- _About this task_: Set down all the entries again, word for word.

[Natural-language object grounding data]

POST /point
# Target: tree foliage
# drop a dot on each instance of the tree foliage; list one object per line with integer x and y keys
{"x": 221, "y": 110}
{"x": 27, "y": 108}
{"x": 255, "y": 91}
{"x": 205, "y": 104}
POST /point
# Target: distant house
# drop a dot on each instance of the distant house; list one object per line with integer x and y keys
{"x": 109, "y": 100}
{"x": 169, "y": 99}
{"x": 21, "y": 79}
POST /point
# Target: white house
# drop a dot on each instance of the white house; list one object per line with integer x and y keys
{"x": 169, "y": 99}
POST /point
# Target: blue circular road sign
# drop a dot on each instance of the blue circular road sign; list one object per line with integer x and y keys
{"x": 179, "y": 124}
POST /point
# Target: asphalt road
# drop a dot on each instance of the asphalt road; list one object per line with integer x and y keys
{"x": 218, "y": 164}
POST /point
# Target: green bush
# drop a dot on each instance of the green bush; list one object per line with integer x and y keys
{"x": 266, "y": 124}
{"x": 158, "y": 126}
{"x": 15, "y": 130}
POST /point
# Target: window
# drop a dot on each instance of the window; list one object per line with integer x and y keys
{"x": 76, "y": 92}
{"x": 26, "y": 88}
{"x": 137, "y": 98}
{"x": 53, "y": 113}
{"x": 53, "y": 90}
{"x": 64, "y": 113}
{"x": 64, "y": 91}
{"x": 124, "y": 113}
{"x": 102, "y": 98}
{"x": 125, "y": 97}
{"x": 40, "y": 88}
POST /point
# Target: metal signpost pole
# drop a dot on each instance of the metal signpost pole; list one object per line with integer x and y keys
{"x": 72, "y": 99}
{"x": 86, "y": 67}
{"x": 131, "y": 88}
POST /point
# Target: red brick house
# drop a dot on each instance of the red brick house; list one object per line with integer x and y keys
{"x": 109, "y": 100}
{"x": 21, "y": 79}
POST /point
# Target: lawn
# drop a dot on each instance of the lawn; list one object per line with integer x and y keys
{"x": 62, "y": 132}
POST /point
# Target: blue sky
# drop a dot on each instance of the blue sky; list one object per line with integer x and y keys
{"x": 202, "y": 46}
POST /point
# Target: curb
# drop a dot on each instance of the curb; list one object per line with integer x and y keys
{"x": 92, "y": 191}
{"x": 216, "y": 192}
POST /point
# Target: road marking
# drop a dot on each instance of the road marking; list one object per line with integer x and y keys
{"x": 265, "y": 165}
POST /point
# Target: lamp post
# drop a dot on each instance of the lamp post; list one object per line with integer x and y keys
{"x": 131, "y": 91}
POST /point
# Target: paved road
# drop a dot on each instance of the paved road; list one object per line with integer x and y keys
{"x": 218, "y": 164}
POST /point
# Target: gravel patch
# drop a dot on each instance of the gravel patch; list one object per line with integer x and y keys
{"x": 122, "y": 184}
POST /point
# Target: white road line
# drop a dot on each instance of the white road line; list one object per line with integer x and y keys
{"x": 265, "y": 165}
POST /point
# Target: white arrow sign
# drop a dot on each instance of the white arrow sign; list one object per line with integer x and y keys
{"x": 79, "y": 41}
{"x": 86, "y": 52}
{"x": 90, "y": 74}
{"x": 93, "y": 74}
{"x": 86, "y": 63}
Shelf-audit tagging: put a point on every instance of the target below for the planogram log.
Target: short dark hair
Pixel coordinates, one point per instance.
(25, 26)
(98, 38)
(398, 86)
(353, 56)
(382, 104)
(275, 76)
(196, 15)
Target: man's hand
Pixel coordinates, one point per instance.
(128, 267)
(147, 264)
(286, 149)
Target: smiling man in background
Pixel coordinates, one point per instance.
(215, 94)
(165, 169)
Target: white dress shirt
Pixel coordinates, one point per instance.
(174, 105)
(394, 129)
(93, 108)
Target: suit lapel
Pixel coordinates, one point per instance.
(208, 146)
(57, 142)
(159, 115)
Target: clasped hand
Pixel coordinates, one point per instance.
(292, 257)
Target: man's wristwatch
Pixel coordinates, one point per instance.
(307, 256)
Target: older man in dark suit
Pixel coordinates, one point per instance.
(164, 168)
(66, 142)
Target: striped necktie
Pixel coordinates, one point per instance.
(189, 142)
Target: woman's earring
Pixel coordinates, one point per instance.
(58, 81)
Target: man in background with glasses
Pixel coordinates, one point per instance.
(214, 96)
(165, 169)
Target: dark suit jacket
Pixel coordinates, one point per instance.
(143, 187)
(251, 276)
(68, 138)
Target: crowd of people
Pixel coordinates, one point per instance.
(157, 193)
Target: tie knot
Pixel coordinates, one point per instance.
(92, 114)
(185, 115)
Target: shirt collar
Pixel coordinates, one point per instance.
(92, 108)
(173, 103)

- _Your response_:
POST /point
# Target: tree foliage
# drop a dot on each instance of the tree foliage; list one object per line with integer x and y keys
{"x": 221, "y": 110}
{"x": 27, "y": 108}
{"x": 255, "y": 91}
{"x": 205, "y": 104}
POST /point
# Target: distant house
# drop a dot on each instance of the distant house; list one object per line with integer x and y keys
{"x": 109, "y": 100}
{"x": 169, "y": 99}
{"x": 21, "y": 79}
POST /point
# Target: white house
# drop a dot on each instance of the white house; list one object per line with integer x and y keys
{"x": 169, "y": 99}
POST /point
# Target: blue circular road sign
# drop a dot on each instance of the blue circular road sign; list one object per line with integer x and y keys
{"x": 179, "y": 124}
POST /point
# Target: asphalt road
# drop a dot on each instance of the asphalt road; list one object per line with integer x and y keys
{"x": 218, "y": 164}
POST /point
# Target: green bush
# drop a dot on each instance of the green bush; list one object per line with integer x and y keys
{"x": 266, "y": 124}
{"x": 158, "y": 126}
{"x": 15, "y": 130}
POST /point
# Target: window
# drop a dot on each instance of the window; list one object per line with integer x and y keys
{"x": 76, "y": 92}
{"x": 26, "y": 88}
{"x": 137, "y": 98}
{"x": 53, "y": 113}
{"x": 53, "y": 90}
{"x": 64, "y": 113}
{"x": 64, "y": 91}
{"x": 124, "y": 113}
{"x": 102, "y": 98}
{"x": 125, "y": 97}
{"x": 40, "y": 88}
POST /point
# Target: metal signpost pole
# drop a dot on each instance of the metal signpost pole; list one object per line with integer x and y keys
{"x": 72, "y": 99}
{"x": 86, "y": 67}
{"x": 131, "y": 88}
POST /point
# Target: red brick house
# drop a dot on each instance of the red brick house; list one object per line with integer x and y keys
{"x": 109, "y": 100}
{"x": 21, "y": 79}
POST /point
# Target: lawn
# drop a dot on each instance of the lawn; list one object per line with integer x and y keys
{"x": 62, "y": 132}
POST /point
# Target: blue sky
# drop a dot on each instance of the blue sky; list one object per line with integer x and y keys
{"x": 202, "y": 46}
POST /point
# Target: curb
# drop a dot on each instance of the curb; list one object per line with integer x and y keys
{"x": 92, "y": 191}
{"x": 216, "y": 192}
POST /point
# Target: road marking
# drop a dot on each instance of the road marking; list one object per line with integer x and y keys
{"x": 265, "y": 165}
POST /point
# Target: lamp post
# drop a dot on each instance of the lamp post; list one object per line with integer x and y keys
{"x": 131, "y": 91}
POST /point
# Target: paved road
# drop a dot on each instance of the paved road; list one object per line with integer x and y keys
{"x": 218, "y": 164}
POST /point
# Target: gravel patch
# drop a dot on each instance of the gravel patch; list one object per line with integer x and y keys
{"x": 122, "y": 184}
POST /point
# Target: white road line
# drop a dot on each instance of the white road line; list one object per line with integer x and y keys
{"x": 265, "y": 165}
POST /point
# Target: white arrow sign
# drop a dot on each instance of the white arrow sign; list one object per line with integer x and y keys
{"x": 79, "y": 41}
{"x": 86, "y": 52}
{"x": 90, "y": 74}
{"x": 93, "y": 74}
{"x": 86, "y": 63}
Shelf-audit tagging: put a point on every instance of the target below for the planogram log.
Target: short dark hair
Pixel coordinates, one point per instance.
(25, 26)
(98, 38)
(398, 86)
(353, 56)
(382, 104)
(275, 76)
(196, 15)
Target: man's hand
Pixel coordinates, one point per instance.
(128, 267)
(147, 264)
(286, 149)
Target: smiling man in background
Pixel coordinates, one point per instance.
(215, 94)
(165, 169)
Target: white dress shirt
Pixel coordinates, one point per instance.
(174, 105)
(394, 129)
(93, 108)
Target: suit lapel
Pixel coordinates, one point per instance.
(208, 146)
(57, 142)
(159, 115)
Target: clasped hand
Pixel coordinates, one point per instance.
(292, 257)
Target: man's wristwatch
Pixel coordinates, one point per instance.
(307, 256)
Target: older man in dark suit
Pixel coordinates, one point per instance.
(164, 168)
(66, 142)
Target: striped necktie
Pixel coordinates, one point per instance.
(189, 142)
Target: woman's earring
Pixel coordinates, one point per instance.
(58, 81)
Target: man in background with glasses
Pixel coordinates, one point per instance.
(214, 96)
(165, 169)
Target: dark suit jacket
Pixel coordinates, one point per instance.
(143, 187)
(251, 276)
(68, 138)
Target: crowd of people
Pixel coordinates, one point per instance.
(157, 193)
Target: tie knot
Pixel coordinates, one point per instance.
(92, 114)
(185, 115)
Target: shirt collar
Pixel coordinates, one point per instance.
(92, 108)
(173, 103)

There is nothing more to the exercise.